Task description:
Answer these questions from the passage on São Tomé and Príncipe that follows:
1. What share of the population lives on less than $1.90 per day?
2. What is the minimum age for non-hazardous work?
3. Which article of which law confirms the right of parents to punish children?

Passage to read:

###

Risk factors → Country-specific challenges
As the second smallest economy in Africa, São Tomé and Príncipe faces significant challenges due to its insularity, remoteness – which translates into high export costs – and irregular landscape (World Food Programme, 2021).
While São Tomé and Príncipe had performed higher than the Sub-Saharan Africa average on the United Nations Development Programme human development index (Human Development Index: 0.625, Rank 135), extreme poverty and hunger remains one of the country’s biggest challenges (Human Rights Council, 2021). One-third of the population lives on less than $1.90 per day (international poverty line), and more than two-thirds of the population on less than $3.20 per day (World Bank poverty line). Urban areas and southern districts have higher levels of poverty incidence (Human Rights Council, 2021).
The law prohibits all of the worst forms of child labour. It protects children from exploitation in the formal sector. While the minimum employment age for full-time work is 18 and the minimum age for non-hazardous work is 14, minors between the age of 15 and 17 can legally work up to 40 hours per week, provided employers permit them to attend school (Department of State, 2018).
Despite this, child labour remains widespread in São Tomé and Príncipe. Over 20%of children reported working in situations that violate international labour standards (United Nations Economic and Social Council, 2016). Children typically work in farming, plantations and small-scale fisheries and in the informal economy including street work at a very young age (Human Rights Council, 2021). It is also common for children to perform agricultural and domestic activities (Department of State, 2018).
Corporal punishment is lawful in the home. Article 86 of the Family Law No. 2/77 confirms the right of parents to punish children “appropriately and moderately”. Other laws such as the Domestic Violence Law 2008, the 2003 Constitution and the 2012 Penal Code, punish cruelty and some forms of violence and abuse of children, but do not explicitly prohibit all corporal punishment at home (Global Initiative to End All Corporal Punishment of Children, 2021).
While the government did make some efforts to reform the law to prohibit violence against children, recommendations in the Universal Periodic Review and by the Committee on the Rights of the Child to prohibit corporal punishment in all setting, including in the home, schools, and other childcare settings have not been sufficiently addressed (Global Initiative to End All Corporal Punishment of Children, 2021).

###

Data extract:
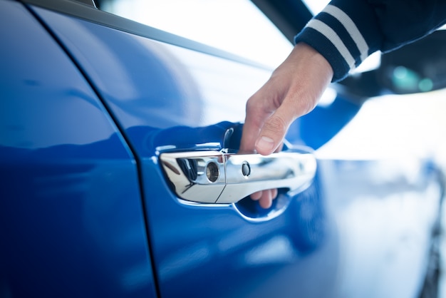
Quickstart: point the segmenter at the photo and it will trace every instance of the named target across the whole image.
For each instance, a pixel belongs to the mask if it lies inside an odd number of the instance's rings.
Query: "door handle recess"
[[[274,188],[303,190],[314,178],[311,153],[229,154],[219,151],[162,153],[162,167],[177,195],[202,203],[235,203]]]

###

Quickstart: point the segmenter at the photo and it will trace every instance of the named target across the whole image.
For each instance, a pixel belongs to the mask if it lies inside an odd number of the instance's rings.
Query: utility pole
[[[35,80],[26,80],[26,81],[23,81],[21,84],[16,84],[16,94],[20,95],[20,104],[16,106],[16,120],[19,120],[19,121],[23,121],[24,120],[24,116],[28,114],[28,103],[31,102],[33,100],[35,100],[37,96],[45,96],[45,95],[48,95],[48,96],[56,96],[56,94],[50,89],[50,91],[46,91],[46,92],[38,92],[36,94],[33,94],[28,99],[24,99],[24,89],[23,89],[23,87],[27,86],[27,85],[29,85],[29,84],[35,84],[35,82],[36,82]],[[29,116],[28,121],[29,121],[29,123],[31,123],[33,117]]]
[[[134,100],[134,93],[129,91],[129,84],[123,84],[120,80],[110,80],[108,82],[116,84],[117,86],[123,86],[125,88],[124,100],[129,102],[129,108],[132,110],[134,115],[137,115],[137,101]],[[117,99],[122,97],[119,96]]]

###

Task result:
1. One-third of the population lives on less than $1.90 per day.
2. The minimum age for non-hazardous work is 14.
3. Article 86 of the Family Law No. 2/77 confirms that right.